Exercise brief: Reproduce the lines of the entries below verbatim, starting with the line that contains "Place a marker on the pavement" and continuing through the last line of the entries, both ends included.

[BEGIN Supplied material]

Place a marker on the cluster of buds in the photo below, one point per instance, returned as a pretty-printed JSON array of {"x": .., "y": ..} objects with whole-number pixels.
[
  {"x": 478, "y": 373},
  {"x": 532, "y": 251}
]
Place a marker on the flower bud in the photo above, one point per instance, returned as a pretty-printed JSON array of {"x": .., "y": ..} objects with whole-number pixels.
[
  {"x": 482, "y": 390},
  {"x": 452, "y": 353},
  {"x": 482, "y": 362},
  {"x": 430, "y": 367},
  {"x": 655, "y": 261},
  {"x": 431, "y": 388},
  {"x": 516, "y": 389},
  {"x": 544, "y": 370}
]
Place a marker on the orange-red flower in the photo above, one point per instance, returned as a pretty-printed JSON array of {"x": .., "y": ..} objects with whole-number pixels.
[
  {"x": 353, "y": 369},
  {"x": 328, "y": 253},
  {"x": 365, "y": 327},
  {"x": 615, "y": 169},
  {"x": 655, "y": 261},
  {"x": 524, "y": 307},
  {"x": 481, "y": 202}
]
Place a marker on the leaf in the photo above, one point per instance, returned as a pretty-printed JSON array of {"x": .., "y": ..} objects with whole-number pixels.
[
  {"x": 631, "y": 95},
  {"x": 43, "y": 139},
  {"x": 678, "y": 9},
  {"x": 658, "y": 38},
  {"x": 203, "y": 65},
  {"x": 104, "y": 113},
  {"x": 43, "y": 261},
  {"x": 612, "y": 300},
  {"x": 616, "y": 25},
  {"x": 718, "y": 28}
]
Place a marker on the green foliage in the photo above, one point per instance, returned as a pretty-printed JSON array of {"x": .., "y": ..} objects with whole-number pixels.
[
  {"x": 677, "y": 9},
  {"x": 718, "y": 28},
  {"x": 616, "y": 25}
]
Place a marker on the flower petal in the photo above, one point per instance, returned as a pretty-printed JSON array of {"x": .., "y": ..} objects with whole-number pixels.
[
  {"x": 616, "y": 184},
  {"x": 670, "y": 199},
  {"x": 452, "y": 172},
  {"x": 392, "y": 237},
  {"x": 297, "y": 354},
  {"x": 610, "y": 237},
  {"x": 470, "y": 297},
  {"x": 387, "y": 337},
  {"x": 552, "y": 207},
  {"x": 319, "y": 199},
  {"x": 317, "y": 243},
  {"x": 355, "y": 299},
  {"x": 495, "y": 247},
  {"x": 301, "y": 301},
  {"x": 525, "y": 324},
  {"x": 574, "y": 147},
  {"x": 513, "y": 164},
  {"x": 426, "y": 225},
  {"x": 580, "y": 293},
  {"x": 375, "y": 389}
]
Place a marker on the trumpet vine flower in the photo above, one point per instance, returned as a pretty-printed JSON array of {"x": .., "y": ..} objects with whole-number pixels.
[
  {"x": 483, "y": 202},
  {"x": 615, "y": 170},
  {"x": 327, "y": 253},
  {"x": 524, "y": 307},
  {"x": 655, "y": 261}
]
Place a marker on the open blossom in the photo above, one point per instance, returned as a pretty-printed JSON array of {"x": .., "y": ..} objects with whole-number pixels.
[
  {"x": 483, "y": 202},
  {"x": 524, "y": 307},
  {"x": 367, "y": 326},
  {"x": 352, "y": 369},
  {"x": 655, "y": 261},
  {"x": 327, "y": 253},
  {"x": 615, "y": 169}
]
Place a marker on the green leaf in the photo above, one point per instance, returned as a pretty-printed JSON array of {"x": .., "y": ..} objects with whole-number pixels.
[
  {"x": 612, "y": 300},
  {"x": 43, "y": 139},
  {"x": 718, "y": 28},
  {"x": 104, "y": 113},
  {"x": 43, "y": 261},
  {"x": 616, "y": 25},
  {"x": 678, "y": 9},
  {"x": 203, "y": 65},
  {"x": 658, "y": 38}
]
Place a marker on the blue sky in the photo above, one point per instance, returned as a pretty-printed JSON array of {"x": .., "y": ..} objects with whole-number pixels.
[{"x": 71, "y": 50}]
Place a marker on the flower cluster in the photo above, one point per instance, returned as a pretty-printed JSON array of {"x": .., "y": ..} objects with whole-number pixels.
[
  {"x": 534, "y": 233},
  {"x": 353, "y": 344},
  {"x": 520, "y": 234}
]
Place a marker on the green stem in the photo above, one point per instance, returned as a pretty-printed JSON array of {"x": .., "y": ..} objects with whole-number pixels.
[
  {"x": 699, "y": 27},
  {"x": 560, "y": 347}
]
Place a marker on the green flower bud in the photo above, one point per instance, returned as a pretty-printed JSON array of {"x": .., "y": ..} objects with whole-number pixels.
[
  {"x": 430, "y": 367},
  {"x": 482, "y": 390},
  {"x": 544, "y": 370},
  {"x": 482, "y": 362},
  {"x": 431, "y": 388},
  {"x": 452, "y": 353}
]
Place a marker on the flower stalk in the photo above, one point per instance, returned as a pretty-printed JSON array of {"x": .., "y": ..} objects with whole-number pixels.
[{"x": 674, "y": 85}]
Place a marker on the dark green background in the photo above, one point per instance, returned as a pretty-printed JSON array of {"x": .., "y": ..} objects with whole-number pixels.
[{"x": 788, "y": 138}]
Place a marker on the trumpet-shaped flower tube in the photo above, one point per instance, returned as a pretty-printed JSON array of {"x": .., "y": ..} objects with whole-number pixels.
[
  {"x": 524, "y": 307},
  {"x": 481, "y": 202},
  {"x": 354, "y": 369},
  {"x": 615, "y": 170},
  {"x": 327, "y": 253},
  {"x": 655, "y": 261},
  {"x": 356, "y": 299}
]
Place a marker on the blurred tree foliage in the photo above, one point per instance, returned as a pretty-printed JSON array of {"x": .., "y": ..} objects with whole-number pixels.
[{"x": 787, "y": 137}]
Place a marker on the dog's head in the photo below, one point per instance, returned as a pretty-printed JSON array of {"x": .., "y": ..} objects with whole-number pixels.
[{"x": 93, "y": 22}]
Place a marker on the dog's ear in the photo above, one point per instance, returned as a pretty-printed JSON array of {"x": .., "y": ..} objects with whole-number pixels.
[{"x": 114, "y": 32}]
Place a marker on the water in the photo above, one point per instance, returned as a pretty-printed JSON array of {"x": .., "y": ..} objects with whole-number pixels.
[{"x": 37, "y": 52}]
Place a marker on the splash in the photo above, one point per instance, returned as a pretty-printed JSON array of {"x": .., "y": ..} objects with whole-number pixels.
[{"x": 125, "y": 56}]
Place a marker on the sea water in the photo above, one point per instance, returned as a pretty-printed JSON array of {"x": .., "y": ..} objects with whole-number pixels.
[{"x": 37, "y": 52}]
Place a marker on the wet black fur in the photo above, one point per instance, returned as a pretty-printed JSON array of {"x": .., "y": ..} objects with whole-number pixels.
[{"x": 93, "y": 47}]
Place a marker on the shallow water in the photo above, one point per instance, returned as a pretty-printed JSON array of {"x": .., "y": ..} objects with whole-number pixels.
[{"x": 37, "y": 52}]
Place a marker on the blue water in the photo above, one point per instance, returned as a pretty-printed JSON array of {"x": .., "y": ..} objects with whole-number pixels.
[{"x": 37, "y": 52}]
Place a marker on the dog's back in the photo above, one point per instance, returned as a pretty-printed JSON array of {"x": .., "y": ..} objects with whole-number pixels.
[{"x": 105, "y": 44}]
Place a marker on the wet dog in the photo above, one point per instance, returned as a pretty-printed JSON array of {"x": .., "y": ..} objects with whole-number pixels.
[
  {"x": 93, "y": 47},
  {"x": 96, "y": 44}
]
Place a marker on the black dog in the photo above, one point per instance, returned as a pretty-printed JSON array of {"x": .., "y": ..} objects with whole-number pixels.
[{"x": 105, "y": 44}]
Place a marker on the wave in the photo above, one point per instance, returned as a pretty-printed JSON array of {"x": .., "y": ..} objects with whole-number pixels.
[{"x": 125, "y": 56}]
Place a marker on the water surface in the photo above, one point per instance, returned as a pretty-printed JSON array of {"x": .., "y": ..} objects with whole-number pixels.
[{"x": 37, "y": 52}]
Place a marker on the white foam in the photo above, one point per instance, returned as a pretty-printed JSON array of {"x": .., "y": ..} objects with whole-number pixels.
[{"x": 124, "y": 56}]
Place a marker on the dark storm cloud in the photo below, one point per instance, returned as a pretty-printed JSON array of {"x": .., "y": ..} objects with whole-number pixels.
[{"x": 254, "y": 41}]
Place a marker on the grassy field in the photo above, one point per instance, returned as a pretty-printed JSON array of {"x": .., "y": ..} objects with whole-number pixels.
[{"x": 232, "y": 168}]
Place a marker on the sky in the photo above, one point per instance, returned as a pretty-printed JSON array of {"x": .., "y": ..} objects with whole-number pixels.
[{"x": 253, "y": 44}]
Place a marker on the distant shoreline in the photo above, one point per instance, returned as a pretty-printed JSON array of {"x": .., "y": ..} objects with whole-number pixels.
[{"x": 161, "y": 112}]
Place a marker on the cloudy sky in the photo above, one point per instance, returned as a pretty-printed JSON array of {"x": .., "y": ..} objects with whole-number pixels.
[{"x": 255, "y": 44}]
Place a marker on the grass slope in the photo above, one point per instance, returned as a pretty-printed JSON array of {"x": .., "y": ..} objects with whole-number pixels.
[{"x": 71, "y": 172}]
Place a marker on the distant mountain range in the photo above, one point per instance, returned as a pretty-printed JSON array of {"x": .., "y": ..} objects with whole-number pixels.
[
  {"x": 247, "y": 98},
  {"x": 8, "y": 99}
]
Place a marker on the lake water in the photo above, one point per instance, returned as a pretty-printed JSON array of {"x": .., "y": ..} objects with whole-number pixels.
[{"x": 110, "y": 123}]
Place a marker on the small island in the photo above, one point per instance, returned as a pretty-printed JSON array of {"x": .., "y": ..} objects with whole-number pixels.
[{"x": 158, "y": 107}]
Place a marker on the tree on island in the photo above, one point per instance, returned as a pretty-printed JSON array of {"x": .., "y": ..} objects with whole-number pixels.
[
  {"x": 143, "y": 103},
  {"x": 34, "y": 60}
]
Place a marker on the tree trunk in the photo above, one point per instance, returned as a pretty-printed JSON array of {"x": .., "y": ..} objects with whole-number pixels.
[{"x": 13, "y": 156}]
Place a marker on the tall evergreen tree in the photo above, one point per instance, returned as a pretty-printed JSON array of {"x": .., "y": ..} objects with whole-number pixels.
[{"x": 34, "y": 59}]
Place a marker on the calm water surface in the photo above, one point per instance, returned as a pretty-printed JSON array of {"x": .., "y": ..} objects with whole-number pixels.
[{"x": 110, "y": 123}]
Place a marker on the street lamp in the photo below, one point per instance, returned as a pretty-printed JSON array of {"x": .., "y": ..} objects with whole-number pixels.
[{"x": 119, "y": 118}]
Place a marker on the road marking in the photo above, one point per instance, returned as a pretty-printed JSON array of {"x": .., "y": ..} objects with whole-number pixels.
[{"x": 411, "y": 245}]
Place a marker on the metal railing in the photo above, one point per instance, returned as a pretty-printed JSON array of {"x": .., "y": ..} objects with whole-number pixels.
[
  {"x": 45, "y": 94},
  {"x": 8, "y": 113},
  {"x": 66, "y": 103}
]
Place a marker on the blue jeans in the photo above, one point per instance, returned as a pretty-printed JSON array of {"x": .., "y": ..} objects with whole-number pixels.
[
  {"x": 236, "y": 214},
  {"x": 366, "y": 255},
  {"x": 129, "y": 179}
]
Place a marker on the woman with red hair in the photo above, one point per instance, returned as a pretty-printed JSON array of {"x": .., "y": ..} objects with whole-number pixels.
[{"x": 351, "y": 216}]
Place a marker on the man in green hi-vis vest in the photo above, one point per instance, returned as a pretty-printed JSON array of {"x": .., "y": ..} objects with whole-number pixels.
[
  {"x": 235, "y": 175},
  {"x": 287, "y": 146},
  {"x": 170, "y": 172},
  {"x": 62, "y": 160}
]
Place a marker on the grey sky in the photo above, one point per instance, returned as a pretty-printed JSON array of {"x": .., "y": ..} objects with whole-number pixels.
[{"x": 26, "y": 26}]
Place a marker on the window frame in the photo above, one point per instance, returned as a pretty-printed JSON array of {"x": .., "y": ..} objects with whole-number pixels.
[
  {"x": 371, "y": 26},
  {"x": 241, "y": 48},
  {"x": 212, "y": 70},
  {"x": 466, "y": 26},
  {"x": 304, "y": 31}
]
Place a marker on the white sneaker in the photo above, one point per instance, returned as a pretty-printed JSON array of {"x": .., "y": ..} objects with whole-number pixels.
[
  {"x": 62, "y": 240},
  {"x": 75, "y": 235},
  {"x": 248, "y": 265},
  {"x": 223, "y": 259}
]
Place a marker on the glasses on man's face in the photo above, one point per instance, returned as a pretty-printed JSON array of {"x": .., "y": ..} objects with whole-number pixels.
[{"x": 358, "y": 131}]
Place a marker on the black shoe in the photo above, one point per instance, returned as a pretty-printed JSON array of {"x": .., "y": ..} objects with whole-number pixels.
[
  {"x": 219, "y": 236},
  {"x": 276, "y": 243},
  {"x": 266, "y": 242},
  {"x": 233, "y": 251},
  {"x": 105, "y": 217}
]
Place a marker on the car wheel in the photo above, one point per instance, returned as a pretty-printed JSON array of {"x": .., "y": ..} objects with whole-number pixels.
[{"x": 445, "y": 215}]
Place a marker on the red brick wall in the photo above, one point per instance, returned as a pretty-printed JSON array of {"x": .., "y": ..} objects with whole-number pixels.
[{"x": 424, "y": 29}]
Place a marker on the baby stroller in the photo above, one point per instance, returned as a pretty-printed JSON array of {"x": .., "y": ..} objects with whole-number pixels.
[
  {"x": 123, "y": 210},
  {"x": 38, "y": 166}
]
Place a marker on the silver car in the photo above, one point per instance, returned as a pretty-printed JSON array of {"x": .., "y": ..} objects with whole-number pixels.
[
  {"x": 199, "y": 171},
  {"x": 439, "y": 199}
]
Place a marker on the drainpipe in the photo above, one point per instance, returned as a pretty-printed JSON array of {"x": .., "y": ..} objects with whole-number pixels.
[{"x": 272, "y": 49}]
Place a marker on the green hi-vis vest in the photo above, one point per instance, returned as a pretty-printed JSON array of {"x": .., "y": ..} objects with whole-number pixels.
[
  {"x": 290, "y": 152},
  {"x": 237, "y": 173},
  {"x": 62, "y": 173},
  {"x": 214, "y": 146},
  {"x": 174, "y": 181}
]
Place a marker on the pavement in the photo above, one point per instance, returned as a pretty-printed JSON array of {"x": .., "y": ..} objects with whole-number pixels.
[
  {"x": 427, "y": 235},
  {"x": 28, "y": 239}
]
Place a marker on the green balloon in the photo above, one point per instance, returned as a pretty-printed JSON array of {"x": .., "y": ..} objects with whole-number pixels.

[END Supplied material]

Solution:
Place a marker on the pavement in the photo above, one point per instance, returned as a pretty-printed JSON array of {"x": .., "y": ..} objects with whole-number pixels.
[
  {"x": 427, "y": 235},
  {"x": 28, "y": 239}
]
Place a marker on the green balloon in the photo above, one point per instance, returned as a pretty-printed JSON array of {"x": .., "y": ..} objects with whole-number pixels.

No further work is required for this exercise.